:: DATA FOR THIS EXERCISE ::

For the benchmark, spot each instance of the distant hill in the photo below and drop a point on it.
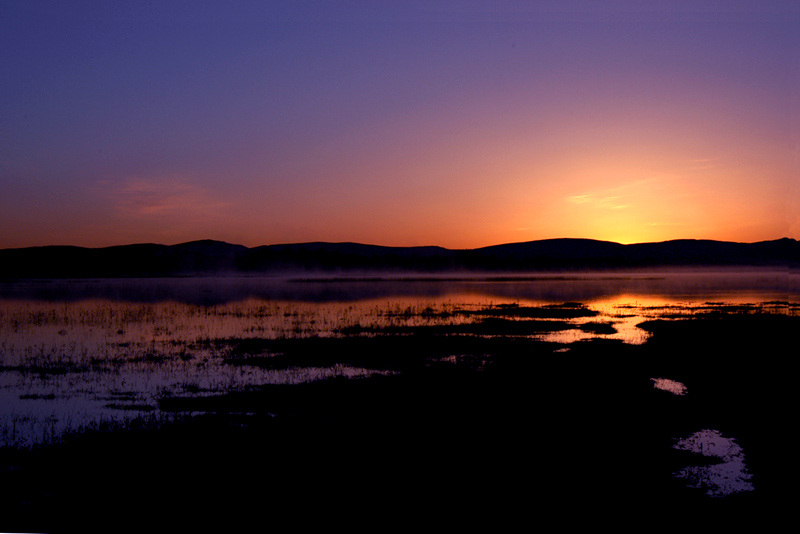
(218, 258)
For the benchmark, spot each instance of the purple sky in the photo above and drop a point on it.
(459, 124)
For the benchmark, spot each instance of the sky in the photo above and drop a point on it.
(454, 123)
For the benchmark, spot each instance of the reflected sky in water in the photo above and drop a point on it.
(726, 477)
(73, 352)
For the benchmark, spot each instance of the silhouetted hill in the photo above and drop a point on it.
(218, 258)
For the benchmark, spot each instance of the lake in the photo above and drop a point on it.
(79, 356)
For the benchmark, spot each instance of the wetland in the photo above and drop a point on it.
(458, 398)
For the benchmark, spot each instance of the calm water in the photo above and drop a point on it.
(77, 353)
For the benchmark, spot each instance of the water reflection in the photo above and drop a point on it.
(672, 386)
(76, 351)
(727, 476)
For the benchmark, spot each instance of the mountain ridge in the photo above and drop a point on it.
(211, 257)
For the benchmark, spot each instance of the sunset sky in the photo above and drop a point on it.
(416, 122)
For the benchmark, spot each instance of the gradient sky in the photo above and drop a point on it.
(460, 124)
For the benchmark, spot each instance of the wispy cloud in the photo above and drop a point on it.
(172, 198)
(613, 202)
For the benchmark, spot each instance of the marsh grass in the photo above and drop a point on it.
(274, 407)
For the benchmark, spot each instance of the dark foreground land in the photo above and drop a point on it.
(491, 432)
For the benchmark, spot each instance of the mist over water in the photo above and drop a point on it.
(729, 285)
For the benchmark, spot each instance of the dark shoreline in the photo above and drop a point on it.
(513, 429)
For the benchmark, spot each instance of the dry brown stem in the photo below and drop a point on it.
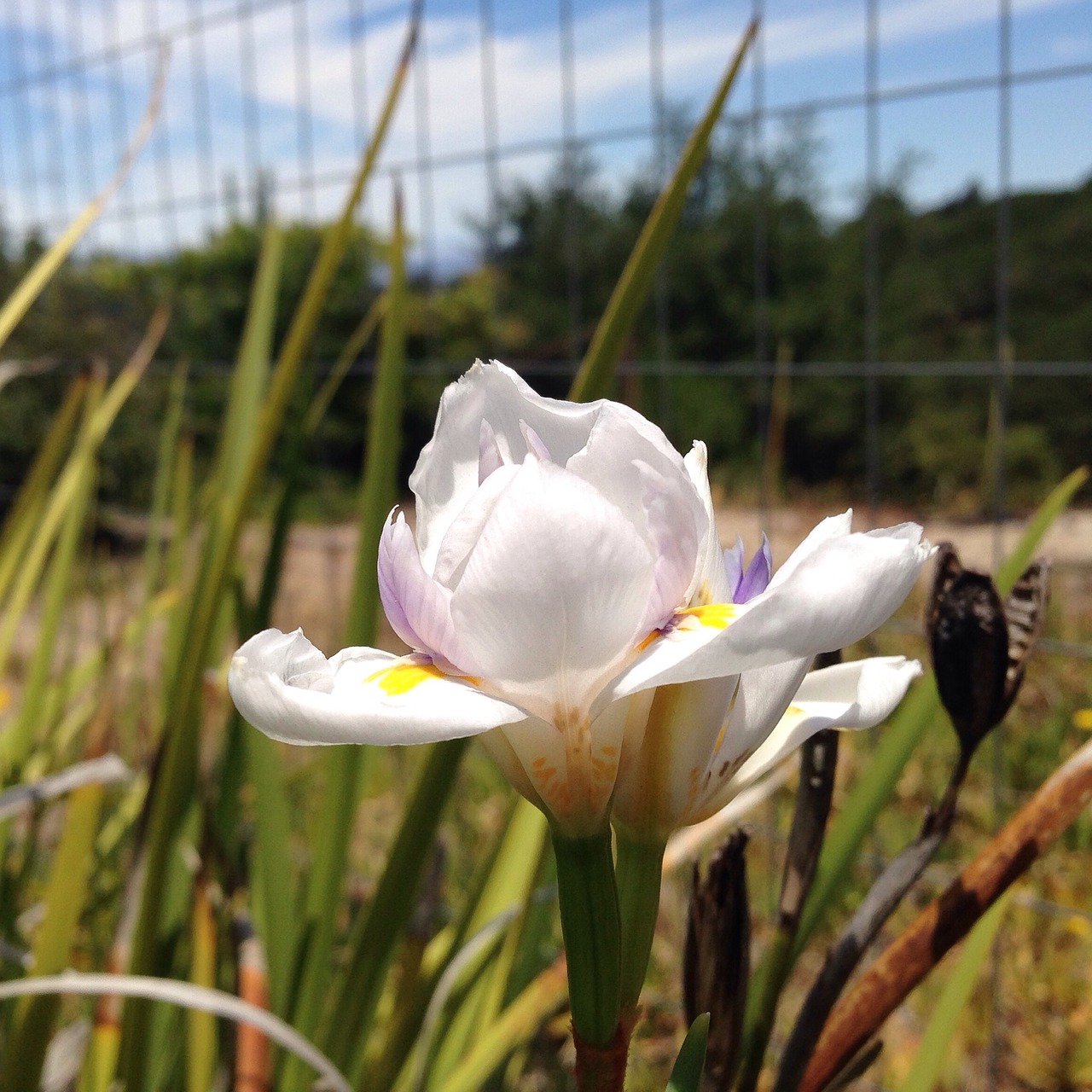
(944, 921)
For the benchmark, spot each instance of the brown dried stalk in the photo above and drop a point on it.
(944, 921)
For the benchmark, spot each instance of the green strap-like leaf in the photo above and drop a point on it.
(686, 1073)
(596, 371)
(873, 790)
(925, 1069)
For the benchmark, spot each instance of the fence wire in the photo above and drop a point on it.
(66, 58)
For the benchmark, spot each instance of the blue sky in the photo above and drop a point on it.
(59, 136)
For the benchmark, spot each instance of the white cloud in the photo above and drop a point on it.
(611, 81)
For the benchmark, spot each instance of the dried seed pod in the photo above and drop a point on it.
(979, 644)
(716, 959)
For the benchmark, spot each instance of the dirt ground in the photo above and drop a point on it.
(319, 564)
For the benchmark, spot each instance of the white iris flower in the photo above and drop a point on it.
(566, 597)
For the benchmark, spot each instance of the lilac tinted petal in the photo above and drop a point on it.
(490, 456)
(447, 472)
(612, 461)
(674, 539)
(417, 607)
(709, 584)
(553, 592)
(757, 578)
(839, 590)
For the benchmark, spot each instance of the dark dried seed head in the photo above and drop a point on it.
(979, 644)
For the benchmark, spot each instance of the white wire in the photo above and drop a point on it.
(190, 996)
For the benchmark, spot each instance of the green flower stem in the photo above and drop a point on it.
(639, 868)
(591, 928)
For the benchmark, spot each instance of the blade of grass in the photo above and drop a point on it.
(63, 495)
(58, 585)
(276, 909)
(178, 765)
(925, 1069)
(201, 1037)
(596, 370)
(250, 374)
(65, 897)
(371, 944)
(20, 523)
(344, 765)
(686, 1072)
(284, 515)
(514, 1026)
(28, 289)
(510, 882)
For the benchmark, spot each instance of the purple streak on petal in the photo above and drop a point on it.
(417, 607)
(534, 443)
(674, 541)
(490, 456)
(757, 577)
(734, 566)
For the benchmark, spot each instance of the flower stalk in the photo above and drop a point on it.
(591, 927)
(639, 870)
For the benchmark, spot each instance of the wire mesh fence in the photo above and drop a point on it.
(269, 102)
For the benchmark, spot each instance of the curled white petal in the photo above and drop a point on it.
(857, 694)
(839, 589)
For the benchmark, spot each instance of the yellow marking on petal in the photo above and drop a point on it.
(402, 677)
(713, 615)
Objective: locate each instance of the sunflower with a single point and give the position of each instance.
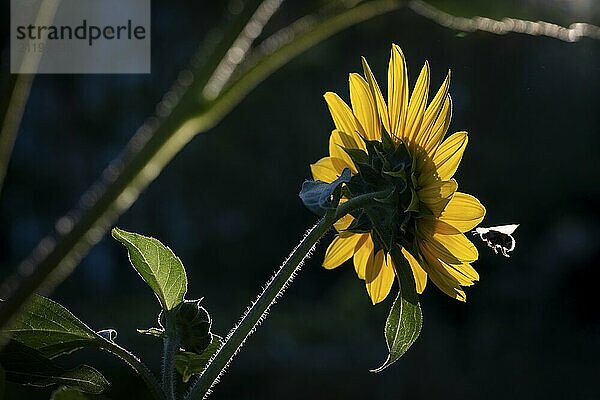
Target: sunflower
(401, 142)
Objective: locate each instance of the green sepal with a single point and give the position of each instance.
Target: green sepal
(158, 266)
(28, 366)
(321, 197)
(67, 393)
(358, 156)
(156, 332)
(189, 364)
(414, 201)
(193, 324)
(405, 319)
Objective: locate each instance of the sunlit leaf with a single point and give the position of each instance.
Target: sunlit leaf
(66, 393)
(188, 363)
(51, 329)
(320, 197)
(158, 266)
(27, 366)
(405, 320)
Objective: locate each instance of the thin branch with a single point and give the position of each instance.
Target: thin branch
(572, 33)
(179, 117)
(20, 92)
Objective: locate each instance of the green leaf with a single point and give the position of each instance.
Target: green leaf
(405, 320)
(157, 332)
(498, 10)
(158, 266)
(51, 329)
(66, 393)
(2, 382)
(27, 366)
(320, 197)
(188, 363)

:::

Do not include the pictures. Quote only the lines from the line with "Objective: locate each instance of the sunflower" through the end of the material, both ends included, exactly.

Objective: locate each instance of the sunflower with a single point and give the position of each instance.
Target: sunflower
(401, 142)
Objective: locate each instance of the green sepal with a single point and give the position of each instance.
Target: green sepal
(158, 266)
(28, 366)
(321, 197)
(67, 393)
(358, 156)
(156, 332)
(189, 364)
(414, 201)
(193, 324)
(405, 319)
Objective: locate each instance of the sunlit leaf with a single point and give the position of each instance.
Target: sunlit leaf
(66, 393)
(188, 363)
(51, 329)
(320, 197)
(158, 266)
(27, 366)
(405, 320)
Objective: locate each instance of the thin branch with a single point and give the position of each instance.
Target: thin branch
(572, 33)
(179, 117)
(20, 92)
Objective: locate each instance of the green leaf with a single point and give the position of each instance.
Target: green leaf
(405, 320)
(157, 332)
(498, 10)
(158, 266)
(51, 329)
(66, 393)
(2, 382)
(27, 366)
(320, 197)
(188, 363)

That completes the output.